INSTRUCTION 1 | In the records, rewrite the stretch from the line containing "Outline every instance of the **white" through the end of the records, switching "garage door" to "front door" and leaving everything else unchanged. Return only those lines.

TEXT TO READ |
Chlumec nad Cidlinou (; ) is a town in Hradec Králové District in the Hradec Králové Region of the Czech Republic. It has about 5,600 inhabitants.

Administrative parts
The town is made up of town parts of Chlumec nad Cidlinou I–IV and villages of Kladruby, Lučice and Pamětník.

Etymology
The town's name Chlumec is derived from the Old Czech word chlum, which meant a hill covered with forest.

Geography

Chlumec nad Cidlinou is located about  west of Hradec Králové. It lies in a flat landscape of the East Elbe Table. Teh highest point is at  above sea level. The town is situated at the confluence of the rivers Cidlina and Bystřice. There are several ponds in the territory, especially north of the town. The largest of them is Chlumecký.

The nearest neighbourhood is surrounded by gardens and after it the town is sometimes nicknamed Town in gardens.

History
The first written mention of Chlumec is from 1235 in a deed of King Wenceslaus I of Bohemia. It was located on a trade route from Prague to Kłodzko Land. The village of Lučice, part of Chlumec nad Cidlinou, was first mentioned in 1110.

The Sternberg family owned Chlumec until 1393. During the first half of the 15th century, it belonged to the lords of Bergov, who had built a water castle here. After it belonged to the various nobles and changed owners several times, it was acquired by the Pernštejn family in 1521. During their rule, the estate grew significantly and prospered. The castle was fortified and new Church of Saint Ursula was built. In these times Chlumec was promoted to a town. In 1547, the Chlumec estate was bought by the royal chamber.

From 1611, Chlumec belonged to the Kinsky family. During the Thirty Years' War, the town was conquered and looted repeatedly. It was badly damaged and the castle was destroyed. After several fires, the castle was not renewed and new aristocratic residence was built – the Karlova Koruna Chateau. In the late 17th and early 18th centuries, the town recovered and crafts flourished.

The town developed rapidly before the World War I. Several public buildings were built, including the impressive Neo-Renaissance school. Until 1918, the town was a part of the Austrian Empire (Austrian side after the compromise of 1867), in the Neu-Bydzov – Nový Bydžov District, one of the 94 Bezirkshauptmannschaften in Bohemia.

Demographics

Transport
The D11 motorway runs south of the town.

MATERIAL PROVIDED |
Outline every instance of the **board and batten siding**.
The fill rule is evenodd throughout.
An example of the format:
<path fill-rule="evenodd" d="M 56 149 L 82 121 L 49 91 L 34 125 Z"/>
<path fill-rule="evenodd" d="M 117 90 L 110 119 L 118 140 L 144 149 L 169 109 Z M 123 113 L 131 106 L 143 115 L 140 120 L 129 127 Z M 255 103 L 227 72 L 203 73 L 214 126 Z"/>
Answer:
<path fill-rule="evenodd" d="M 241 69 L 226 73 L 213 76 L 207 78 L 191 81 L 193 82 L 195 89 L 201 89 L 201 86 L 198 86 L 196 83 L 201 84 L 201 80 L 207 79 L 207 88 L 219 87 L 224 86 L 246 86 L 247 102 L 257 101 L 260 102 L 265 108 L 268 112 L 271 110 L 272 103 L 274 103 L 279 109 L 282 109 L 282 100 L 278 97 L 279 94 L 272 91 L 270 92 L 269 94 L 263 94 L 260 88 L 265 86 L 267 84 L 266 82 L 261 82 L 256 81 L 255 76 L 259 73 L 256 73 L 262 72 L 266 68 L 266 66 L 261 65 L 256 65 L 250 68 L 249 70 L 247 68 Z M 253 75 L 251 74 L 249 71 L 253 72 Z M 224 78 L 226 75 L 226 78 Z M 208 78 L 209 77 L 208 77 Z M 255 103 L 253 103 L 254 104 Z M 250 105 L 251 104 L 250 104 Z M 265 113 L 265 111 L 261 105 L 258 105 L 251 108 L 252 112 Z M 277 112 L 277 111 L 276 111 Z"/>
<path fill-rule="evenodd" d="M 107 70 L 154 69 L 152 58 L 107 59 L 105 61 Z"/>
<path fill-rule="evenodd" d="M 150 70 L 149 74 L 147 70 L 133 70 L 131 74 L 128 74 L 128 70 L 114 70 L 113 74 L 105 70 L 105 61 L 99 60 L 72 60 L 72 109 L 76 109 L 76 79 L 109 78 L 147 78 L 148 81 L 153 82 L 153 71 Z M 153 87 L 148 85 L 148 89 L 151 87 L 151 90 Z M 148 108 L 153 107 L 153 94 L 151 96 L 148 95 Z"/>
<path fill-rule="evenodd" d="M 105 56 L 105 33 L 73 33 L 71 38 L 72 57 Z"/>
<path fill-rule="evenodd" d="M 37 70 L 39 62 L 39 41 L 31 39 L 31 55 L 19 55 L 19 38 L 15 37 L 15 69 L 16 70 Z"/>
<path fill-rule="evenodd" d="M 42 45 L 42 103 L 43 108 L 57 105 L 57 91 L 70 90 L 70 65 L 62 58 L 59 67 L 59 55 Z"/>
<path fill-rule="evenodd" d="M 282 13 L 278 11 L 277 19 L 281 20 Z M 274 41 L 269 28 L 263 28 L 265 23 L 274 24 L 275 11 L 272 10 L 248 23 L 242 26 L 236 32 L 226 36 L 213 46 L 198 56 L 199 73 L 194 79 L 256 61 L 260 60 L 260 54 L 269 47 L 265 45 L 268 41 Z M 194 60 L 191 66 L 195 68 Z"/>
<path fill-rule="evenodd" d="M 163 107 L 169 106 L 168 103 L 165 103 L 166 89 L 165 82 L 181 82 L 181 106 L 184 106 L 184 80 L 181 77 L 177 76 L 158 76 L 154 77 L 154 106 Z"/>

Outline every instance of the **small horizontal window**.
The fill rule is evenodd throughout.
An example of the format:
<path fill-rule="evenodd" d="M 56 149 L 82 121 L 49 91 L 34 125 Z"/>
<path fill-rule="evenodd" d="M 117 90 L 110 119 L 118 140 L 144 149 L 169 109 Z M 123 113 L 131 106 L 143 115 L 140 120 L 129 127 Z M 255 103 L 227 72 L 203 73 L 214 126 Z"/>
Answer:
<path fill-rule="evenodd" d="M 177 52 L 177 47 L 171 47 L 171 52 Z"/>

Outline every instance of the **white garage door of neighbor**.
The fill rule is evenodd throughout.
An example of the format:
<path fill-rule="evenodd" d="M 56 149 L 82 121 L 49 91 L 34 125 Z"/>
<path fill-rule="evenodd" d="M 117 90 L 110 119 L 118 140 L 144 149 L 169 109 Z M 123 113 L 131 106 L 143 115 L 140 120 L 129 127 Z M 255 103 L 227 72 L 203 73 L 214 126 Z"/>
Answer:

INSTRUCTION 2 | Summarize the text about Chlumec nad Cidlinou in two sentences.

CORRECT OUTPUT 1 |
Outline every instance of the **white front door of neighbor**.
The fill rule is evenodd throughout.
An example of the format:
<path fill-rule="evenodd" d="M 56 149 L 82 121 L 49 91 L 34 125 Z"/>
<path fill-rule="evenodd" d="M 117 90 L 110 119 L 118 140 L 144 149 L 169 109 Z M 123 113 L 131 106 L 143 115 L 140 120 L 129 127 Z M 255 103 L 227 72 L 203 73 L 214 126 Z"/>
Answer:

CORRECT OUTPUT 2 | Chlumec nad Cidlinou is a town of about 5,600 inhabitants in the Hradec Králové Region of the Czech Republic, situated at the confluence of the Cidlina and Bystřice rivers. First mentioned in 1235, it passed through several noble families, was promoted to a town under the Pernštejns, recovered after heavy damage in the Thirty Years' War, and developed rapidly before World War I.